## START PROVIDED DATA
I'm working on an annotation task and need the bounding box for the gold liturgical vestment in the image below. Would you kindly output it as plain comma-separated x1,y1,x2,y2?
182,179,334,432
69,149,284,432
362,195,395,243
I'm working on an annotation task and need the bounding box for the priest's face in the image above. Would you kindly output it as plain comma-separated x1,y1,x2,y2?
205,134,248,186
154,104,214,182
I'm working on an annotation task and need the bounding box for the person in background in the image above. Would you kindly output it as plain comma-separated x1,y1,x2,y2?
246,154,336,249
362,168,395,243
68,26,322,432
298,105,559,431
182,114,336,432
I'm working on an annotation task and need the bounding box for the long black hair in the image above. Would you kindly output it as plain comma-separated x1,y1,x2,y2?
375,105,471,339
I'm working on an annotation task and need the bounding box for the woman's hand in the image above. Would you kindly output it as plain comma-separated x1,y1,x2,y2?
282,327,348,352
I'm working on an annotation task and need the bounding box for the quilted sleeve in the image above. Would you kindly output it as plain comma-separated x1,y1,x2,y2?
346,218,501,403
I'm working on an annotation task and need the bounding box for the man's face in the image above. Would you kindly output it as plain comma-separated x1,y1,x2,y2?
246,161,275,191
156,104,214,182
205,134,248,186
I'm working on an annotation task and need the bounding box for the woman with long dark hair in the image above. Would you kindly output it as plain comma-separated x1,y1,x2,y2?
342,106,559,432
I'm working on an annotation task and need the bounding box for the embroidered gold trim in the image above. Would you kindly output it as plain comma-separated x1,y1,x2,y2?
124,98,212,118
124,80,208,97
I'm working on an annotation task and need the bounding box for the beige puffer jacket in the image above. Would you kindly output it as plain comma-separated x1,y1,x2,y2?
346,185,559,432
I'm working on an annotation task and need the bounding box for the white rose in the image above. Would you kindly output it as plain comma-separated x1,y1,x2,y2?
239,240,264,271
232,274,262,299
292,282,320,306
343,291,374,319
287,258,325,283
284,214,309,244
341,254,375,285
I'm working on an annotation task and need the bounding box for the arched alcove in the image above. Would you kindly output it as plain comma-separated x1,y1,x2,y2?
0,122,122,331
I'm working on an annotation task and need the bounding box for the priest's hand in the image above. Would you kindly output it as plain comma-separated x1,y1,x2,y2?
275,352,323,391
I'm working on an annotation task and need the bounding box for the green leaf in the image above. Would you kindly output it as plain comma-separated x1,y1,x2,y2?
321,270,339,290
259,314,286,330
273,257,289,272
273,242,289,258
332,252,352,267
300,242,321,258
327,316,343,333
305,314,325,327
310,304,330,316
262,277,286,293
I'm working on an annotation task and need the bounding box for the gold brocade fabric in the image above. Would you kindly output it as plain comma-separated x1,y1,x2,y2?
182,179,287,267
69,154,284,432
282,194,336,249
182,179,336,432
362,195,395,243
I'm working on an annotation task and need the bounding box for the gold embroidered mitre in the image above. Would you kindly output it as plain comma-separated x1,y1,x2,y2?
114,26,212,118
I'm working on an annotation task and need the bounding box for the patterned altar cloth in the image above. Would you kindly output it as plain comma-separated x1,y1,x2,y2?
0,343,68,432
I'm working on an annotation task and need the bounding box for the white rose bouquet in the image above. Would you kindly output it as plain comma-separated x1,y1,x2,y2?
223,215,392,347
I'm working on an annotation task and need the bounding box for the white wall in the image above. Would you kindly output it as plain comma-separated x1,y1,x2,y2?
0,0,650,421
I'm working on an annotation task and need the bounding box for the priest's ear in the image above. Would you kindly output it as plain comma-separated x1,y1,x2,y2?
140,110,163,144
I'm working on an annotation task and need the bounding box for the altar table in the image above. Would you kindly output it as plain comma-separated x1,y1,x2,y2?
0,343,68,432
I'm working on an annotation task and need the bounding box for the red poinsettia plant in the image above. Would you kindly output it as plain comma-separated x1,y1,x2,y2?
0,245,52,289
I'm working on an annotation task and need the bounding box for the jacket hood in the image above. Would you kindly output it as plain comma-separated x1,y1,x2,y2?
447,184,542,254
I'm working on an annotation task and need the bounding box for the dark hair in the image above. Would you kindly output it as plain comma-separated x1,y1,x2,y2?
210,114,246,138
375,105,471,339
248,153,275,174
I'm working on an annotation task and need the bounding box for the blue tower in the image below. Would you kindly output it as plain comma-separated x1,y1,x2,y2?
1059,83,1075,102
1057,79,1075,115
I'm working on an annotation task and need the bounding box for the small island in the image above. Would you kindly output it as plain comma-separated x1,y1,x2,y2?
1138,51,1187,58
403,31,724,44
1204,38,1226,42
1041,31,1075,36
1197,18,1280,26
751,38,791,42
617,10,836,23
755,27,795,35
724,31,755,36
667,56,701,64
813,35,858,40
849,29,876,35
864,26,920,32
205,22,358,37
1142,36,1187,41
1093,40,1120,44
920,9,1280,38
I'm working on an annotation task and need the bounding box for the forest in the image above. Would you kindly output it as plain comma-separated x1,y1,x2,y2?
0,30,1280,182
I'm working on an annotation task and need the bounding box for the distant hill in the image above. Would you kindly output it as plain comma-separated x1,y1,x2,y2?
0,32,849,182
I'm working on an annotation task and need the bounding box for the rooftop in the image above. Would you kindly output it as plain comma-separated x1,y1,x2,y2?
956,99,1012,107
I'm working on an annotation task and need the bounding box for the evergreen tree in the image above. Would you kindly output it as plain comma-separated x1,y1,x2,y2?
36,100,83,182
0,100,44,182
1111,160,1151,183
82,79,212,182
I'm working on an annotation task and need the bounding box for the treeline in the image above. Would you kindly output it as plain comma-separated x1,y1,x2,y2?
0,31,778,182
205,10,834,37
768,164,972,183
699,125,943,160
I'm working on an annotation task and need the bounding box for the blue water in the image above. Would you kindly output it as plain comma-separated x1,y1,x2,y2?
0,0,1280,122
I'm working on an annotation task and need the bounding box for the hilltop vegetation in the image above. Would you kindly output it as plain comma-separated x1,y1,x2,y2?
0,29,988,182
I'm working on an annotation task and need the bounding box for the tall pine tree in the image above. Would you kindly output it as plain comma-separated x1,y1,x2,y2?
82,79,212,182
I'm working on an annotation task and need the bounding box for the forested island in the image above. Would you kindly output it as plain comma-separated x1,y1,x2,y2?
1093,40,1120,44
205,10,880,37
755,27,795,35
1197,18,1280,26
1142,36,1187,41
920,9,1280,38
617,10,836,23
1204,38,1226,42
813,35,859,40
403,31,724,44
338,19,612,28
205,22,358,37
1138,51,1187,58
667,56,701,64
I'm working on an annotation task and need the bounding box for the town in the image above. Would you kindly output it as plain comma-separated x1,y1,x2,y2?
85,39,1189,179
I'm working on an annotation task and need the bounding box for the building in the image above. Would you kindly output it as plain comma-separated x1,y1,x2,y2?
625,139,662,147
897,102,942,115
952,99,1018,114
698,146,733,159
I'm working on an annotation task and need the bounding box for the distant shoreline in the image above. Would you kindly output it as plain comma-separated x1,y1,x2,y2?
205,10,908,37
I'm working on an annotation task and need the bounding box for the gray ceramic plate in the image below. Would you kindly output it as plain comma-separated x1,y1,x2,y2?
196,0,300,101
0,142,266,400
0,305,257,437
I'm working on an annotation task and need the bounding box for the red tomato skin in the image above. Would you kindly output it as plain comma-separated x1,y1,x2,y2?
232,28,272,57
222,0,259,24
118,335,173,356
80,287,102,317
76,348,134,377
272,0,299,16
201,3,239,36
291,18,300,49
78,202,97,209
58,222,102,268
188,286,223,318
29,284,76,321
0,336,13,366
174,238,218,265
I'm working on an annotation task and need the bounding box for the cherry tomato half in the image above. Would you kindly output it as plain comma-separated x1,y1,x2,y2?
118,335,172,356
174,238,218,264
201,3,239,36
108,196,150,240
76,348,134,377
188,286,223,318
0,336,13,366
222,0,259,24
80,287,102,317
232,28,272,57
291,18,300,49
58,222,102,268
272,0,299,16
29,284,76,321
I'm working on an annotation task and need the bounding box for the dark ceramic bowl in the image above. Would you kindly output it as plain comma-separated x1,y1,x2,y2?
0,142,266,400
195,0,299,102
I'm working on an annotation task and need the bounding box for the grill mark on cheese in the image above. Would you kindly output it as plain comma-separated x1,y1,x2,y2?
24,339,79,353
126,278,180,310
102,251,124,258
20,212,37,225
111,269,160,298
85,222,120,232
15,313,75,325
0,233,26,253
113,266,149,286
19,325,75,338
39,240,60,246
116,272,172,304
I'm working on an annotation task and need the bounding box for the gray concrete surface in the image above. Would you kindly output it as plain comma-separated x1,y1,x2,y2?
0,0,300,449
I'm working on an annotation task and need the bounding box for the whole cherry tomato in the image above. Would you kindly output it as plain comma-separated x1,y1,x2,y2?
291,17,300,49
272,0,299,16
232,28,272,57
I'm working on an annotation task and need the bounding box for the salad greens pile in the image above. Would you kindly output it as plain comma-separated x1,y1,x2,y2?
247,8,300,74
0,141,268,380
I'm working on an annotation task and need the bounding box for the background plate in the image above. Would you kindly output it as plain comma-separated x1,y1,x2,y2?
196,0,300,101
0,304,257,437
## END PROVIDED DATA
### THE REQUEST
Extract every line of the material from the one containing "for the salad" through the end of the material, inclusive, reproducing each line without any change.

### THE RESULT
I'm working on an annotation task and need the bounding box for the salad greens pile in the image above. Would you kindly output it as plain comma-separated x1,y1,x2,y2?
247,8,300,74
0,141,268,380
I'm working on an annotation task and need the bounding box for the background plate in the image above. Would you kindly output it as plain comma-separated x1,y1,x2,y2?
196,0,300,101
0,304,257,437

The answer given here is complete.